WHAT IS ASKED:
1. In the essay on archetypal psychology, rewrite the paragraph beginning "In the 1980s" as a short bulleted list that keeps its main facts.
2. Summarize the essay on archetypal psychology in exactly three sentences.
3. List every person named in the essay on archetypal psychology.

Finding the Messy Middle: How Archetypal Psychology Helped the Zen Priest Understand Soul

Finding the Messy Middle: How Archetypal Psychology Helped the Zen Priest Understand Soul 2020-07-26T08:05:34-07:00

Fox sprite

 

 

 

I see that Carl Jung was born on this day, the 26th of July, in 1875. Noting that has triggered a cascade of thoughts.

For some time I’ve been puttering around with a memoir. It hasn’t gone particularly well. Memoirs are tricky things, and at this point the great pile of words I’ve compiled over the past few years are more of the “I did this and then I did that” than the lively narrative that would be worth publishing.

Still there are a couple of things in that memoir that could be of interest to someone other than me. One of these things is how an aspect of Jungianism has touched me. And with that how it might be useful to others on the intimate way.

I’ve told versions of this before.

In the 1980s (ah, someone just reminded me how the 80s are as far from today as the 80s were from the 1940s…) my spouse Jan & I could see some writing on the wall, and the words were not promising. I was a High School drop out working in used book stores. I could go anywhere in the country, it seemed, and be qualified for a seven dollar an hour job. Jan, who had dropped out of UCLA in the late 1960s to join the revolution, had since settle into work as a typesetter, a computer generated process that followed “hot type,” and proceeded the coming personal computer revolution. She knew eventually her profession would if not die off completely, it would shrink dramatically.

Our hearts had been elsewhere than making a living. Ours had been lives focused on the spiritual quest.

It was time to get our “earth plane” act together.

And with that I began taking classes at Sonoma State University, studying psychology while Jan finished up some general education requirements at several local community colleges before returning to university, herself.

I was working close to full time and I considered the BA nothing more than a ticket to a professional school, and so was pushing through as fast as I could. Some friends stopped me and said, “Do yourself a favor, James. Find a professor you admire and take whatever she or he offers.” They slyly added, “You’ll never regret it.”

One of them who knew the school, Sonoma State, a commuter college some sixty miles north of San Francisco, said “Take a class from Gordon Tappan in the psychology department.” A little reluctantly, but needing some relief from the grind, I signed up. Now, totally by accident I walked into a graduate seminar on archetypal psychology, a variation on Carl Jung’s work. I stood at his desk. Gordon looked at my paperwork, glanced up and said, “Been a mistake. No undergraduates here.” I said, “I’m on a tight schedule and can’t get another class in time to keep my load up, and as someone let me register, I’m not going to leave.”

He gave me the fisheye, then said, “Sit in the back and keep quiet.” I sat in the back but didn’t keep quiet. I ended up taking three classes with him, and found them pretty much the only things I recall from that whirlwind that led to my being able to get into grad school.

Gordon was an archetypalist. Now, while I sometimes have referred to myself as a pseudo-Jungian, I’ve never actually had much of a taste for Carl Jung’s work. I think while he was some kind of artist of the heart, he also liked to pretend his work was science. And that just annoyed me.

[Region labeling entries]
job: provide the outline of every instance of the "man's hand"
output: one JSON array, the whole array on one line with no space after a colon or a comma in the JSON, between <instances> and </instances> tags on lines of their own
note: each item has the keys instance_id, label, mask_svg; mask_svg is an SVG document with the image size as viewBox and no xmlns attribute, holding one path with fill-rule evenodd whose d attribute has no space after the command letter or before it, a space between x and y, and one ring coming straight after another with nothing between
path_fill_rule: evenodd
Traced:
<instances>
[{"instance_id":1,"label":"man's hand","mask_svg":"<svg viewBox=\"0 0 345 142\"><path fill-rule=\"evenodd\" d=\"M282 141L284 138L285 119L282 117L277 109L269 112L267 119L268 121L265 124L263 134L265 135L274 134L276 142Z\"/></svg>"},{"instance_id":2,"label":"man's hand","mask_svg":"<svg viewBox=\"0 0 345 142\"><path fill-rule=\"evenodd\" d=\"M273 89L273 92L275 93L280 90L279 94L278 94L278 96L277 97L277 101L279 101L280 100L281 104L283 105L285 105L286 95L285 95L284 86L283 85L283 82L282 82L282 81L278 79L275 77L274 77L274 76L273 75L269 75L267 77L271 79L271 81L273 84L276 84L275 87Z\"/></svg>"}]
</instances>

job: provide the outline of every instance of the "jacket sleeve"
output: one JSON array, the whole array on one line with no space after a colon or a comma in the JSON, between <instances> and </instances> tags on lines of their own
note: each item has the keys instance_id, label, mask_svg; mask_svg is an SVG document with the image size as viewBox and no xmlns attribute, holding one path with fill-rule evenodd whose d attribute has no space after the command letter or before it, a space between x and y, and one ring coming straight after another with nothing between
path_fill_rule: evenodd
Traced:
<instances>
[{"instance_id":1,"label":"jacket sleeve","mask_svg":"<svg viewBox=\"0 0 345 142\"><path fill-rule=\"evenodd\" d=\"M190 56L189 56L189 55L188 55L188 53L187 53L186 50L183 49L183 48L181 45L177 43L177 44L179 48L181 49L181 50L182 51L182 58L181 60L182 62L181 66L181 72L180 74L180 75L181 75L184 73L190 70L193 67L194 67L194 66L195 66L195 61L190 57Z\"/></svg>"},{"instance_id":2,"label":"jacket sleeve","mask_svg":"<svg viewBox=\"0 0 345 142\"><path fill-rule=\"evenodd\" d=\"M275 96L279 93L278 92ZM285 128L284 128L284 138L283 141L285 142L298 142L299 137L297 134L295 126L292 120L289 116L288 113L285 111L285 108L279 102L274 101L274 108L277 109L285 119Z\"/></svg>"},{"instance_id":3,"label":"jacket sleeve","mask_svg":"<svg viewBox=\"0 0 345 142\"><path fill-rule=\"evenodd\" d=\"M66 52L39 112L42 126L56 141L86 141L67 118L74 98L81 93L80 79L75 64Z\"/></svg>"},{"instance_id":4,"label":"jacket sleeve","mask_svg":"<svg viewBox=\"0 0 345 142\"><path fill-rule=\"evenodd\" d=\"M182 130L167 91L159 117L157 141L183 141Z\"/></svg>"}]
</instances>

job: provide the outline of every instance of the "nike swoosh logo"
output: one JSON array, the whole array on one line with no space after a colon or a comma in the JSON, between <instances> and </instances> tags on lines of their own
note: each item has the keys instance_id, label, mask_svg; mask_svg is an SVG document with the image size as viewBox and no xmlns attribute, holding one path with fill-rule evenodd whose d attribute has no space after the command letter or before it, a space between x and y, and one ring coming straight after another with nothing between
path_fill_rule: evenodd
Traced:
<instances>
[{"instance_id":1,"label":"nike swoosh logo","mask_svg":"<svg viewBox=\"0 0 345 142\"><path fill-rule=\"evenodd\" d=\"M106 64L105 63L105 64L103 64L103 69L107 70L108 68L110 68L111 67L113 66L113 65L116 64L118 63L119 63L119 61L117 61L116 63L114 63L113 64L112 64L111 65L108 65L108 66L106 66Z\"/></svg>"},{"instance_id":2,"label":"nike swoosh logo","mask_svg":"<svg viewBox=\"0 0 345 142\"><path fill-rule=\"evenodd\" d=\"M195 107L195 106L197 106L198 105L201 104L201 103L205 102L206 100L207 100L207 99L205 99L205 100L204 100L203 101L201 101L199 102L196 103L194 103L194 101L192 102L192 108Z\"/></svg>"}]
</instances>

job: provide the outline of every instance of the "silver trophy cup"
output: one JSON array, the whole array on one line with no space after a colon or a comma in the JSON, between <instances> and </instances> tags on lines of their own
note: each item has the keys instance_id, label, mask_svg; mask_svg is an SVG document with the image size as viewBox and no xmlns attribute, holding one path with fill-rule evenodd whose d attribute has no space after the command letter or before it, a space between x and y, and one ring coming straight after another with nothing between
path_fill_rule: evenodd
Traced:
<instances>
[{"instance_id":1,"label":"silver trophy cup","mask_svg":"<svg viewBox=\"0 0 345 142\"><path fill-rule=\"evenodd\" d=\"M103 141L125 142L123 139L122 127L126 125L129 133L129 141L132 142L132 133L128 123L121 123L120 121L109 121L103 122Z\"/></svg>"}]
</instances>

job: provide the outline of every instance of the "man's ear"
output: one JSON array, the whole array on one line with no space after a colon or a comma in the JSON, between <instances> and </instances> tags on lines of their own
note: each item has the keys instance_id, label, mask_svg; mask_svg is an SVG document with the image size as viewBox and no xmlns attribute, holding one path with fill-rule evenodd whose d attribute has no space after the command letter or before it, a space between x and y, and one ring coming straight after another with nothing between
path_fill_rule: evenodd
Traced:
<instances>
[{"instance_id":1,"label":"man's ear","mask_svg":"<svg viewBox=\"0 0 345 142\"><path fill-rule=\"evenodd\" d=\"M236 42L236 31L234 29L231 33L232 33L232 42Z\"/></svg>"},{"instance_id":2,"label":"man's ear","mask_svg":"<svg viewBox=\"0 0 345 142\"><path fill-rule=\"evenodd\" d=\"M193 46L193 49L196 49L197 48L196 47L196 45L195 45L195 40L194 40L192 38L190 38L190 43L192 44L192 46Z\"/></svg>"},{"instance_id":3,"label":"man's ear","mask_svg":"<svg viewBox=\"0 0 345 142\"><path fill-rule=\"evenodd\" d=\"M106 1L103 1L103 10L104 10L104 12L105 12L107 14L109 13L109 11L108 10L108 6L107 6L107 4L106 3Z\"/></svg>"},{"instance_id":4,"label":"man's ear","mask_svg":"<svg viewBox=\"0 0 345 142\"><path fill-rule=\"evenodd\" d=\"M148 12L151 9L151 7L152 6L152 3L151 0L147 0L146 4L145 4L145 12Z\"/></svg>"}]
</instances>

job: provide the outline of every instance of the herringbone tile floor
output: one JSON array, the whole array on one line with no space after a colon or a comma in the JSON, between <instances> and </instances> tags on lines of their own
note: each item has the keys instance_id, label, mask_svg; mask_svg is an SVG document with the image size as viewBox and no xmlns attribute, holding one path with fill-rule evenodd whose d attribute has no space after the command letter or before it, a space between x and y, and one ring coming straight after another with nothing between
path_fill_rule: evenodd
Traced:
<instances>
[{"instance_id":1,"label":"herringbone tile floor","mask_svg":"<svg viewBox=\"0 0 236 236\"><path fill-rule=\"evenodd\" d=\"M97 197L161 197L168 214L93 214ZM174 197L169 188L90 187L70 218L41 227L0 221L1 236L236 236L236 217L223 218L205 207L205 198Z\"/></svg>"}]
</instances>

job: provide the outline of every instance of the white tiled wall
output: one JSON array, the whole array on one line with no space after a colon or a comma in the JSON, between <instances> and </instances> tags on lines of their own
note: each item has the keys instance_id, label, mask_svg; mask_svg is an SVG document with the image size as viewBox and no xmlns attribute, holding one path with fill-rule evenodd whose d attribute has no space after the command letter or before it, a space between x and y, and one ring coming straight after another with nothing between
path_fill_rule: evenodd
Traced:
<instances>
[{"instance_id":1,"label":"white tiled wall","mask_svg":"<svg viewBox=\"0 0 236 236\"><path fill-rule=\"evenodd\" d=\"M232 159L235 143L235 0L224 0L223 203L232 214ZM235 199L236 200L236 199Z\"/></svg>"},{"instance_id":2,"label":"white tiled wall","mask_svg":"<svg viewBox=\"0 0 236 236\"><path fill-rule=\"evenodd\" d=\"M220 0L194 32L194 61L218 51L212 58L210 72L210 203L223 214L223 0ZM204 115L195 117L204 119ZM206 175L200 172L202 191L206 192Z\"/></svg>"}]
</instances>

ANSWERS FOR THE TASKS:
1.
- In the 1980s, the writer and spouse Jan saw unpromising signs about their future.
- The writer was a high school dropout working in used bookstores, qualified anywhere in the country for roughly a seven-dollar-an-hour job.
- Jan had dropped out of UCLA in the late 1960s to join the revolution and later settled into work as a typesetter.
- Jan knew that eventually the profession would either die off completely or shrink dramatically.

2. Noting that Carl Jung was born on July 26, 1875, the writer turns to a memoir in progress that has not gone well and to how an aspect of Jungianism has been personally meaningful. In the 1980s, after lives focused on the spiritual quest, the writer and Jan set out to get their "earth plane" act together, with the writer studying psychology at Sonoma State University while Jan completed general education requirements at community colleges. Following friends' advice to take a class from Gordon Tappan, the writer accidentally walked into his graduate seminar on archetypal psychology, refused to leave when told undergraduates weren't allowed, and ended up taking three classes with him.

3.
- Carl Jung
- Jan
- James
- Gordon Tappan